* _EXERCISE GOAL_:
In the text on tariffs and taxes below, what key difference between tariffs and taxes is identified?

Tariffs and Taxes
Tariffs are all over the news these days. At a 30,000-foot level, tariffs operate much like a sales tax on imports. However, there is a key difference between tariffs and taxes. Namely, a third party can bring suit in federal court to enforce a tariff.
As a general disclaimer, this blog will not address the controversies surrounding tariffs and taxes. Tariffs are of course a controversial subject these days and there are plenty of other places on the internet to read about tariff controversies. There are also experts such as economists who may have a more qualified opinion on tariff controversies.
The Federal Claims Act allows the federal government as well as third parties to bring suit for false claims against the US Government. The recent Island Industries v. Sigma Corp industries case illustrates how a third part can use the Federal Claims Act to enforce tariffs. In Island Industries, a company allegedly made false statements to avoid tariffs on welded pipes. One of the company’s competitors brought suit in district court. The competitor was presumably not only seeking monetary award but also using the lawsuit to prevent its competitor from undercutting its pricing by allegedly evading tariffs.
The Federal Claims Act does not apply to income taxes, employment taxes, excise taxes, or any other taxes imposed by the Internal Revenue Code. Anyone with information or a belief that a former employer, competitor, or some other person is cheating on their taxes cannot force the IRS or other federal agency to enforce the tax laws against alleged tax cheat. Instead, they can file a whistleblower claim or an Information Referral with the IRS, but again, they cannot force the IRS to act on the information provided.

Pointing dataset entries:

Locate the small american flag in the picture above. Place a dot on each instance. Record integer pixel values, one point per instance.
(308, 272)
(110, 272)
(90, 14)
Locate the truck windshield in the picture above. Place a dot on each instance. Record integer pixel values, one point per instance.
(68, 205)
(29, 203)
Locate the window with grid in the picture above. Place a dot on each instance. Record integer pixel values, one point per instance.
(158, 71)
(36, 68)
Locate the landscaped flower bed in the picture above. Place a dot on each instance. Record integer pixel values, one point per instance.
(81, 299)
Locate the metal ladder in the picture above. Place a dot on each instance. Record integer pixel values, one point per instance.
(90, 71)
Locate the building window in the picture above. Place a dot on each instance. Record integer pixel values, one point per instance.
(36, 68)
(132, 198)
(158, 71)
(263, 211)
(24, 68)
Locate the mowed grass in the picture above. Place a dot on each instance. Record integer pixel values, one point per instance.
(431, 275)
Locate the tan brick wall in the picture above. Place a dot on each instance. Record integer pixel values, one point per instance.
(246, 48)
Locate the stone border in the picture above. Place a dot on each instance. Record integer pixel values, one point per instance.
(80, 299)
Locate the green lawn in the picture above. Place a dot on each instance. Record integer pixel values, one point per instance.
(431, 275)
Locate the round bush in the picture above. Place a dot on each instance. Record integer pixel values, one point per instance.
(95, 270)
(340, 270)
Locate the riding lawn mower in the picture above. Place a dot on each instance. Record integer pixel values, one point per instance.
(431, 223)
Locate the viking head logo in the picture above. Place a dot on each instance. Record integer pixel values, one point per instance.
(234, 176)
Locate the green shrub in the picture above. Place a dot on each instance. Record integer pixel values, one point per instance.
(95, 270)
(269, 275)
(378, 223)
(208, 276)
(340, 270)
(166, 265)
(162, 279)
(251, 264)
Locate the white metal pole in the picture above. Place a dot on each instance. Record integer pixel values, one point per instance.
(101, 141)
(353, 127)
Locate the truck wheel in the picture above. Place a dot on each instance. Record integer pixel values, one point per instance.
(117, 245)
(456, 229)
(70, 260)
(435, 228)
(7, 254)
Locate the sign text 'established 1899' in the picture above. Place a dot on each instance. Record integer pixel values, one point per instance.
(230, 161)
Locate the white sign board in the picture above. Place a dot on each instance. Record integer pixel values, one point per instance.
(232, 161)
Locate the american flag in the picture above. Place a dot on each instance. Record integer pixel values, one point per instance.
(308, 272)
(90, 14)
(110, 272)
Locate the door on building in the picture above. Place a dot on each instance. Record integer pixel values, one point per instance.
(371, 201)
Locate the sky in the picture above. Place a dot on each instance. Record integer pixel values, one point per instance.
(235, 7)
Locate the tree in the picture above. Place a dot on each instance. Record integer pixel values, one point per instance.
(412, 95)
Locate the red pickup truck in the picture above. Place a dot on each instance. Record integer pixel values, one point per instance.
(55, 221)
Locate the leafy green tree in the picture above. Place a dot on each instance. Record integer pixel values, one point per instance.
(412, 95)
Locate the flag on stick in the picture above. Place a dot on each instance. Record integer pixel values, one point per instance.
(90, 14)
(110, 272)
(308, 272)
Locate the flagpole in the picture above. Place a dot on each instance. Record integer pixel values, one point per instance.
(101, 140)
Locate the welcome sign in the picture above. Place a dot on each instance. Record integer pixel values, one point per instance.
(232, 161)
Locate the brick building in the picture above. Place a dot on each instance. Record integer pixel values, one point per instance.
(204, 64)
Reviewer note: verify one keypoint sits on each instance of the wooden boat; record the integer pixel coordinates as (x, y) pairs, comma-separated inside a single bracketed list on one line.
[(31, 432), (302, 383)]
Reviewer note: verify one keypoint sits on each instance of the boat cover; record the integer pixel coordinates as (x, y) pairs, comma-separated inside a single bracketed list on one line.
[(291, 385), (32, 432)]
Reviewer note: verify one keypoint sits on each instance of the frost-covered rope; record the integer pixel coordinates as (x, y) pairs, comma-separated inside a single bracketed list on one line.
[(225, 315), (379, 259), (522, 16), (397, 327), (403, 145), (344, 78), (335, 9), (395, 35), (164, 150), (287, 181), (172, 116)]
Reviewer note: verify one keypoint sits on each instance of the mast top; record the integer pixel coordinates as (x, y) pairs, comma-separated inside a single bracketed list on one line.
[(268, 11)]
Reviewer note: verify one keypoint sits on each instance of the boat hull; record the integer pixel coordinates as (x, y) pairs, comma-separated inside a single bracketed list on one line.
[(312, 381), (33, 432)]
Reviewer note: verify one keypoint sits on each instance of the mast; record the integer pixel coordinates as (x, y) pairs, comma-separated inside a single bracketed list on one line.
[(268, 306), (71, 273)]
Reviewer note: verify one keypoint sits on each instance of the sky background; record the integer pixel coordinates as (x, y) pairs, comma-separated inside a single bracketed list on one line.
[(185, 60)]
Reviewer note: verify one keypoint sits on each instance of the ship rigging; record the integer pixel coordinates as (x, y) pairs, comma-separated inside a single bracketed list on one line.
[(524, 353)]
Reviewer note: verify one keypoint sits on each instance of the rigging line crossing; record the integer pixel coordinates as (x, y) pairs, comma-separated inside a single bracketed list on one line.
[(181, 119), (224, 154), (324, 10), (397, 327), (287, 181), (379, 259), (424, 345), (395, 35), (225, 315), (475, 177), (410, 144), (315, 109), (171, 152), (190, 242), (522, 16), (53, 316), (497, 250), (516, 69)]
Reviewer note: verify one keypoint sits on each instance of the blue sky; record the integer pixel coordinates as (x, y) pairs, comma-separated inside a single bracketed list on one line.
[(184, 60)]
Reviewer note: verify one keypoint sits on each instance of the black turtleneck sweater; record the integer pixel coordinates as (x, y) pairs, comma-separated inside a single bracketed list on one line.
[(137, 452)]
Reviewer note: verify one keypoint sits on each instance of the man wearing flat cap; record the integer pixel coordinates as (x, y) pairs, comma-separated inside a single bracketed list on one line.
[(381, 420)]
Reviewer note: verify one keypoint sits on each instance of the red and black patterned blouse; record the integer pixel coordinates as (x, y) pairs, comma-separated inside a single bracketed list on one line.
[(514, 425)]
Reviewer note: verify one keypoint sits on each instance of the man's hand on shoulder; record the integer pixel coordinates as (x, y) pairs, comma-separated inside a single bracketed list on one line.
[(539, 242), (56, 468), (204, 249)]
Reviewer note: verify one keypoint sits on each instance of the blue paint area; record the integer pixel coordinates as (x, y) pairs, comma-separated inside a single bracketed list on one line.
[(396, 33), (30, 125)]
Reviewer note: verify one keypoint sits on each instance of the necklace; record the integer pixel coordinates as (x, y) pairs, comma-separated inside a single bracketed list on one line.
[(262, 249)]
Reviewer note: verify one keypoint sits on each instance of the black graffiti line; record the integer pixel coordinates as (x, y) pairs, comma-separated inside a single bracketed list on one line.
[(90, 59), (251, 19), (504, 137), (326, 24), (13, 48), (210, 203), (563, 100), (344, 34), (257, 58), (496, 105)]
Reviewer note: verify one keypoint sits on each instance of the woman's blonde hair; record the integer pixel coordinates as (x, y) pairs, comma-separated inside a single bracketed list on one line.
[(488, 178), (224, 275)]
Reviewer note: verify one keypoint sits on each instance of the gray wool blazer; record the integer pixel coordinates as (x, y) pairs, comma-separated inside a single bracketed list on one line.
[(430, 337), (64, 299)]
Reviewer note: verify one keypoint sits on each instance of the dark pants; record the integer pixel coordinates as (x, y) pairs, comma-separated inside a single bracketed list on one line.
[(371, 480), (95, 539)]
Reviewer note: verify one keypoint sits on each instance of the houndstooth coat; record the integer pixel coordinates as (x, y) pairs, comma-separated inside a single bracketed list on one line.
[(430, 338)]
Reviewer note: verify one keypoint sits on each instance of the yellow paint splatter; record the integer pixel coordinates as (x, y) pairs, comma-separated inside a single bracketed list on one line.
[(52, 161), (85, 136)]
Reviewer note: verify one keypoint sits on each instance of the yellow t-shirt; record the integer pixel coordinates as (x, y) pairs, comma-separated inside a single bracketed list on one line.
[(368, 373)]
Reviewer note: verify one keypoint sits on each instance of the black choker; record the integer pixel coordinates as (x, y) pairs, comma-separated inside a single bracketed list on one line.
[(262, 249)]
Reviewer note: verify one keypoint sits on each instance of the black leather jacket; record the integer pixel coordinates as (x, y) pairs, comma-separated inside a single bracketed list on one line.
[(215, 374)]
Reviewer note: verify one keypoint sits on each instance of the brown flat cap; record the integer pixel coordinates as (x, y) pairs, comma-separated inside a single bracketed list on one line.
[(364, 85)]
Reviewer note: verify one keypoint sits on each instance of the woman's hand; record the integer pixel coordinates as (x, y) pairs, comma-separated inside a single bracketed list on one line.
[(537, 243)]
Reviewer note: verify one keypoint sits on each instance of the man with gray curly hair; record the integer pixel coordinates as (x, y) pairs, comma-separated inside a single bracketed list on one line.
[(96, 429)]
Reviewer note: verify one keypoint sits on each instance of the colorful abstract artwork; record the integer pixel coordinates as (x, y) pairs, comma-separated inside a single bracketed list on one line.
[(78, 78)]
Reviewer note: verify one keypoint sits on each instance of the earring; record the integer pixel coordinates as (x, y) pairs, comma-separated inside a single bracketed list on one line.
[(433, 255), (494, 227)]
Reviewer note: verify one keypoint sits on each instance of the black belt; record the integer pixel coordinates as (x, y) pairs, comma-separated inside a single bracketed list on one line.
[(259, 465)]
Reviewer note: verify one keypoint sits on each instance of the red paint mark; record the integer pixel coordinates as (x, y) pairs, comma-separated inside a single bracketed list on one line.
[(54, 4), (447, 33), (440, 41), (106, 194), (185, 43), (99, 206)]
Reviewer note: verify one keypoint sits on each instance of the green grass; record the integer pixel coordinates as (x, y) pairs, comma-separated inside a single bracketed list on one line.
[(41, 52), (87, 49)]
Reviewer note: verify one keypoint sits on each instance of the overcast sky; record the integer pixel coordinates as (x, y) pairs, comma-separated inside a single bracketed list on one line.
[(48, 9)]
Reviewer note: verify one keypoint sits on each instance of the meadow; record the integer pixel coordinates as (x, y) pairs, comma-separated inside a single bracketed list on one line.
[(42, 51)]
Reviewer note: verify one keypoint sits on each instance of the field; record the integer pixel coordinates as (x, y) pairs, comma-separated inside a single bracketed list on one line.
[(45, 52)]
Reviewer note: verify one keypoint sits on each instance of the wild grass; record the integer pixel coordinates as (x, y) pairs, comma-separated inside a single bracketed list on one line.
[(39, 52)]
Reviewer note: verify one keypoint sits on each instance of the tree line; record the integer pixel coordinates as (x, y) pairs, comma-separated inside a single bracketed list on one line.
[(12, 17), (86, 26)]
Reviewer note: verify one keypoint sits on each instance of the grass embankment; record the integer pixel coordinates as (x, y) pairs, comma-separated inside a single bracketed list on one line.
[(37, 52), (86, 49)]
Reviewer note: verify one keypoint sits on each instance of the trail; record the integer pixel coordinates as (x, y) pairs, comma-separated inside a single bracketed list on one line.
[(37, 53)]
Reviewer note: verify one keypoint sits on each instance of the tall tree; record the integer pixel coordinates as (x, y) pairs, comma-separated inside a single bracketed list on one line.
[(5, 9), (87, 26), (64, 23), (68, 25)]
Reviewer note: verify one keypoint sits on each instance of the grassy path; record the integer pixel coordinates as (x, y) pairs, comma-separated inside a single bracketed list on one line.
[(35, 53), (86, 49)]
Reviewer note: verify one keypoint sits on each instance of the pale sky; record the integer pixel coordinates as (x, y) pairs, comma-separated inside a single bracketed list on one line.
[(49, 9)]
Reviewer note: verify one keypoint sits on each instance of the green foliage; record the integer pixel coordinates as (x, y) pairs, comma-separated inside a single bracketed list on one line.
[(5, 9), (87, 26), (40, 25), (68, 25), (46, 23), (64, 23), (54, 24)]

* _COMPLETE RESPONSE_:
A third party can bring suit in federal court to enforce a tariff.